==== Text under study ====

To get the most out of meditating, make sure you try to keep a regular practice. Start with 5 minutes a day and slowly build up to 10 minutes, 15 minutes, and 20 minutes a day. Some days you’ll be more restless. Others you will be more distracted. The great thing about mindfulness meditation is that this is part of the practice. Observe how you feel before you start a session. Observe the feelings that come up. Become aware of the patterns and thoughts that happen when you meditate.
It’s important when you’re learning to make a commitment to practice at least once a day and to stick with it for a few weeks. Again, drop those temptations to attach expectations to your practices. Treat this as an experiment over the next few weeks and see if you begin to develop a deeper understanding of yourself and your mind, and if you start to practice mindfulness outside of your practice.

==== Record extracts ====

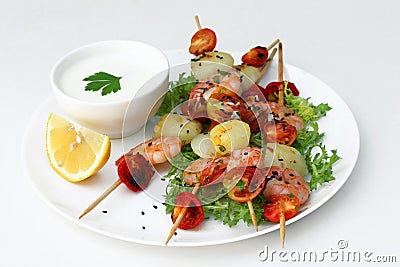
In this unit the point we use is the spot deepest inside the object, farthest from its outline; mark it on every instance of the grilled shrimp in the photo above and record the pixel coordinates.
(135, 168)
(286, 181)
(270, 111)
(205, 171)
(158, 150)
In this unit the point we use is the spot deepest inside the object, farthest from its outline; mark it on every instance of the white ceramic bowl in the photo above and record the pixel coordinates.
(145, 73)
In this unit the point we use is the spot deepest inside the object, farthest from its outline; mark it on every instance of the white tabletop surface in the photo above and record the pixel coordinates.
(351, 45)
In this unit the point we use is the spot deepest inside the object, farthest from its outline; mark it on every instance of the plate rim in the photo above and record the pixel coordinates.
(338, 184)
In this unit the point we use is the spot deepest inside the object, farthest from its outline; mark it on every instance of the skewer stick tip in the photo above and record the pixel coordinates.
(273, 44)
(282, 229)
(197, 22)
(253, 215)
(100, 198)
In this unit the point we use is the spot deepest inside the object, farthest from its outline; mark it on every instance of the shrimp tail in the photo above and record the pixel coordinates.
(135, 171)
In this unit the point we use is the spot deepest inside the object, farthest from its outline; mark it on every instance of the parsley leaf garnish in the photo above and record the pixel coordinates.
(177, 93)
(101, 80)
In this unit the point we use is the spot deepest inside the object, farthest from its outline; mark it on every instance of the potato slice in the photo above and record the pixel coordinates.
(203, 146)
(230, 135)
(177, 125)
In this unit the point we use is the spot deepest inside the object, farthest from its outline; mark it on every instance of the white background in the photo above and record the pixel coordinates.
(351, 45)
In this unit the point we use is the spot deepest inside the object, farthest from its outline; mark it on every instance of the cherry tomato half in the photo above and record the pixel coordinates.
(290, 205)
(256, 57)
(202, 41)
(280, 132)
(134, 171)
(194, 215)
(251, 182)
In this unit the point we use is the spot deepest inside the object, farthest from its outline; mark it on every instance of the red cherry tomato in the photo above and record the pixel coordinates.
(251, 183)
(202, 41)
(194, 215)
(290, 205)
(134, 171)
(256, 57)
(224, 105)
(280, 132)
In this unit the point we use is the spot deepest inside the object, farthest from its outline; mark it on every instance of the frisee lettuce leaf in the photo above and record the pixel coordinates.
(177, 93)
(309, 143)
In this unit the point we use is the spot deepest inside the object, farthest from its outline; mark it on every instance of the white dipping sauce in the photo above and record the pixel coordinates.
(133, 65)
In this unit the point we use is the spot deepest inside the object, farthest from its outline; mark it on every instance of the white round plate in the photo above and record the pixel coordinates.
(139, 218)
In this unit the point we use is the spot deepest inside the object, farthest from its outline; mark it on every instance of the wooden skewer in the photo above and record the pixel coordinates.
(180, 216)
(197, 22)
(100, 198)
(281, 99)
(273, 44)
(252, 214)
(267, 64)
(269, 60)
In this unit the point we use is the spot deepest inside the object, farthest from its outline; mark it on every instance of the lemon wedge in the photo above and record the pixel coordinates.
(75, 152)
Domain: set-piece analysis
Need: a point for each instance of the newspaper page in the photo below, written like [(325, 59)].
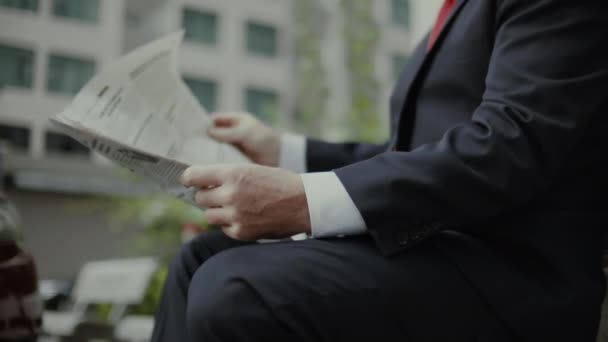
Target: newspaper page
[(140, 114)]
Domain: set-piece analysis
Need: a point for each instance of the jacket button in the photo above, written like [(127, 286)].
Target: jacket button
[(403, 238)]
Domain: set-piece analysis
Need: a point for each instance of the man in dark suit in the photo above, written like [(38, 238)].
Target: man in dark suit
[(480, 220)]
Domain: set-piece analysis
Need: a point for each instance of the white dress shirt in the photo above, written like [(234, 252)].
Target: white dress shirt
[(332, 211)]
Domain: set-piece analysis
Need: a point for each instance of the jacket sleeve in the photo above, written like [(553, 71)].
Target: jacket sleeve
[(545, 84), (325, 156)]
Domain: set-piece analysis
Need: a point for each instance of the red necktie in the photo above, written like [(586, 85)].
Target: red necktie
[(441, 18)]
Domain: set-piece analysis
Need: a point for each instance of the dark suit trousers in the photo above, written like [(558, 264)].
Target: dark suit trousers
[(219, 289)]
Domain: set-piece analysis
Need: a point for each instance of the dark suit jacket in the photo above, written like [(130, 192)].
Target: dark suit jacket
[(498, 156)]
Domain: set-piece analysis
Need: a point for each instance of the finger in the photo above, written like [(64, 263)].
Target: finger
[(211, 197), (219, 216), (229, 135), (235, 232), (226, 119), (204, 176)]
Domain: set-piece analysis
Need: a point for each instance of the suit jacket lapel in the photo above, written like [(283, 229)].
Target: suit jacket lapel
[(418, 64)]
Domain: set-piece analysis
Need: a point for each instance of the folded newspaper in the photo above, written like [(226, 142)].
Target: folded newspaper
[(139, 113)]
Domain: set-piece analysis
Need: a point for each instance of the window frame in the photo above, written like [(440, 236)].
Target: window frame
[(81, 19), (35, 8), (30, 82), (251, 49), (67, 56), (203, 12), (210, 81), (267, 117)]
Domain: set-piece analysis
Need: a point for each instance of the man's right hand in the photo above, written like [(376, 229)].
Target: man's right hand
[(253, 138)]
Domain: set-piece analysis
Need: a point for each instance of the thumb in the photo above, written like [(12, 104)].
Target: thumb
[(226, 119), (229, 135)]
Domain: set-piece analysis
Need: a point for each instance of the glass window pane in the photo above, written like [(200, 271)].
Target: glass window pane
[(67, 75), (262, 39), (200, 26), (16, 67), (399, 62), (205, 91), (57, 143), (263, 103), (86, 10), (15, 137), (401, 13), (30, 5)]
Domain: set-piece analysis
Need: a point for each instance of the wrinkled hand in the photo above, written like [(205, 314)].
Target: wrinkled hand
[(251, 202), (256, 140)]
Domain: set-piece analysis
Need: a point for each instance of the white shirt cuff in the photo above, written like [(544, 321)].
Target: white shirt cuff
[(332, 211), (292, 155)]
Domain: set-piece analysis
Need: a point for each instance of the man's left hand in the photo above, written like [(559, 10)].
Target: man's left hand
[(251, 202)]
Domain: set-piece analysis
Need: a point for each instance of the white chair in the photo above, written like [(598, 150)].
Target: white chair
[(121, 282), (134, 329)]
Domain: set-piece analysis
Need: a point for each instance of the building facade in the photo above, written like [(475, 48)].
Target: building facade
[(237, 55)]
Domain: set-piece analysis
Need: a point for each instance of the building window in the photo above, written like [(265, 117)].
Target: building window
[(66, 75), (29, 5), (57, 143), (85, 10), (399, 62), (262, 39), (263, 103), (205, 91), (15, 137), (16, 67), (200, 26), (401, 13)]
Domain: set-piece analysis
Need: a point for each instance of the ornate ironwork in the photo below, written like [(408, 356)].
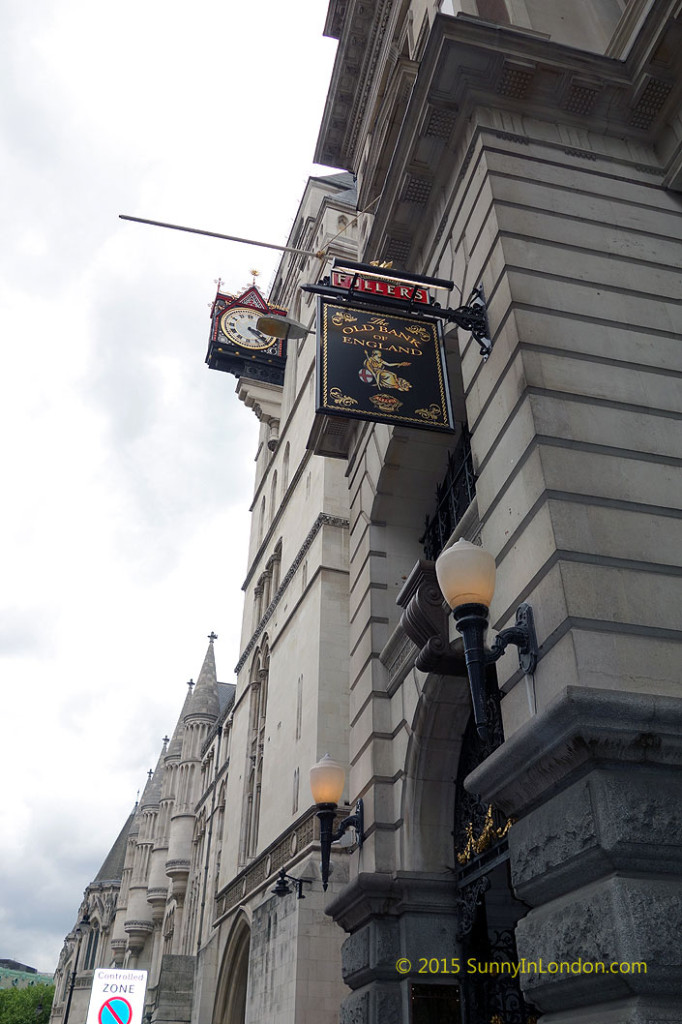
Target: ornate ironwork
[(454, 496), (489, 835), (487, 908), (473, 817)]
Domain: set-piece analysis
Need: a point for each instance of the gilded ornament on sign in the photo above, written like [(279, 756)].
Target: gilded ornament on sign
[(432, 413), (385, 402), (340, 317), (487, 837), (339, 398)]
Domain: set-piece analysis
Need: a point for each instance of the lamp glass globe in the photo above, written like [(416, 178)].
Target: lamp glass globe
[(466, 574), (327, 779)]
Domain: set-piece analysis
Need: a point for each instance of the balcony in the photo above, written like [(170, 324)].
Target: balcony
[(454, 496)]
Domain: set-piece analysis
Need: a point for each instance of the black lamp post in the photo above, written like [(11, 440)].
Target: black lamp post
[(327, 779), (79, 932), (466, 577)]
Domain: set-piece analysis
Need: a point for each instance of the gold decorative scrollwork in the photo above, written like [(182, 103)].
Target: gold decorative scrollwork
[(339, 398), (420, 332), (339, 318), (432, 413), (385, 402), (488, 835)]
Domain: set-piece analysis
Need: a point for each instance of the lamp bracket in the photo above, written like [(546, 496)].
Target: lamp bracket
[(522, 635), (473, 316), (282, 887), (354, 820)]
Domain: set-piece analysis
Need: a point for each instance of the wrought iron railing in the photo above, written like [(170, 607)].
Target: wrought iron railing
[(454, 496)]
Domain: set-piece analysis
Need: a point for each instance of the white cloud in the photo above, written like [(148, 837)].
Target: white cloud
[(126, 466)]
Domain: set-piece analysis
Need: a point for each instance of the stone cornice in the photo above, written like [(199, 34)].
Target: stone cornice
[(287, 848), (470, 66), (581, 727)]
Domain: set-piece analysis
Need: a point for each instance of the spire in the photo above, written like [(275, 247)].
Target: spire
[(205, 698), (112, 869), (152, 795), (175, 747)]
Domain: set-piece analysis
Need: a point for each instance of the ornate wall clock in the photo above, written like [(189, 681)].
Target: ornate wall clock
[(236, 344)]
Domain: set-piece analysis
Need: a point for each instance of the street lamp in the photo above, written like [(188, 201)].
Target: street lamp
[(79, 932), (466, 578), (327, 779)]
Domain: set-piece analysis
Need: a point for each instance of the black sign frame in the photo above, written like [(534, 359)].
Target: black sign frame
[(360, 353)]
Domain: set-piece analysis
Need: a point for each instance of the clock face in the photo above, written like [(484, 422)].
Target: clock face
[(240, 326)]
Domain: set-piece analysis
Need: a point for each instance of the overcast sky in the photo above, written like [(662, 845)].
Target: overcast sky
[(127, 465)]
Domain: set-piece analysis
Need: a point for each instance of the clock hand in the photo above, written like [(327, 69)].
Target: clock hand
[(257, 333)]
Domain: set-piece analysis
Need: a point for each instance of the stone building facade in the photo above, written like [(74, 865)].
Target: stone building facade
[(536, 148)]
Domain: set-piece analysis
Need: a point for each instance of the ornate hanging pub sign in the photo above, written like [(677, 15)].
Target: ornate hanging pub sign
[(376, 365), (380, 347)]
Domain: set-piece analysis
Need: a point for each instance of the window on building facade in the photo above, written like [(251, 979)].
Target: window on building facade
[(285, 468), (257, 714)]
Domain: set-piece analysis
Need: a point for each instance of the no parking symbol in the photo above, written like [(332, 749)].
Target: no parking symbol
[(117, 997), (116, 1011)]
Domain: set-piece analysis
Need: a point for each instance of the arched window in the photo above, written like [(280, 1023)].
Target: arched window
[(285, 468), (91, 949), (261, 521), (273, 495), (256, 744)]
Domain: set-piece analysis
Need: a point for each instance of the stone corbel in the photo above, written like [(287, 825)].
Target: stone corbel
[(425, 622)]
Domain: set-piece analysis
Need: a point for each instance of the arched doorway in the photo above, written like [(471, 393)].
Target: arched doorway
[(233, 980)]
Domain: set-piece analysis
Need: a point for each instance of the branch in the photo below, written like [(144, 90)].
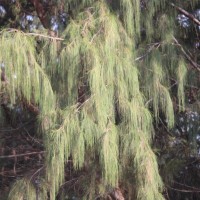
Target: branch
[(194, 64), (195, 20), (24, 154)]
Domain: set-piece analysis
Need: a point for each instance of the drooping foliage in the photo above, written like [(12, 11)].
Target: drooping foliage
[(97, 100)]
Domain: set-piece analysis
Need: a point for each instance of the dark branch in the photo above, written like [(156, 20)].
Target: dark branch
[(195, 20)]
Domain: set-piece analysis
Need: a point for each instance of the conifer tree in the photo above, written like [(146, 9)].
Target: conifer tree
[(97, 96)]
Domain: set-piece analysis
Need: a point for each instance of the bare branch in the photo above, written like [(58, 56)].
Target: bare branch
[(195, 20), (194, 64)]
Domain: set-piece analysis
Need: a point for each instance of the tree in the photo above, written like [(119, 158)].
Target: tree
[(96, 98)]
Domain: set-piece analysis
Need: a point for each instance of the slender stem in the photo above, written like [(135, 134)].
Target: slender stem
[(24, 154), (195, 20)]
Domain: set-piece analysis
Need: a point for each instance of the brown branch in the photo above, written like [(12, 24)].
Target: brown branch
[(195, 20), (194, 64), (24, 154), (41, 12)]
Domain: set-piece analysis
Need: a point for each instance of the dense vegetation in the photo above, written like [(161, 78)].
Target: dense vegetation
[(99, 99)]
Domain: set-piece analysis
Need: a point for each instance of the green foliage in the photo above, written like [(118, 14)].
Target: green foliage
[(97, 60)]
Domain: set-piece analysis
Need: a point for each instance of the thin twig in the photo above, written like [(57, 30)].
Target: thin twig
[(24, 154), (194, 64), (195, 20)]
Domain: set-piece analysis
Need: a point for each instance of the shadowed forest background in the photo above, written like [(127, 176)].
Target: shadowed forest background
[(100, 99)]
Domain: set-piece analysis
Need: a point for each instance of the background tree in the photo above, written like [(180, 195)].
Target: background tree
[(100, 78)]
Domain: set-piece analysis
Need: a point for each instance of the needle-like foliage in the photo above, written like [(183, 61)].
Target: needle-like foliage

====

# Requirement:
How would you continue the passage on building a mindfulness meditation habit, picking up after its last sentence?

# Written response:
One of the more clear ways to determine if you’re making “progress” with your practice is if you’re practicing mindfulness outside of your meditation practice, even if it’s only for a few seconds. Once you start doing that, you’re starting to break out of this awakened-dreaming state that so many people live in everyday.
Once you’re able to maintain the habit of sitting down and practicing, the next step is to practice outside of the practice. The key to success with meditation is when you’ve developed your mindfulness muscle enough that you’re able to practice mindfulness in your day-to-day life.
From there, you’ll begin living a happier, calmer, and more examined life.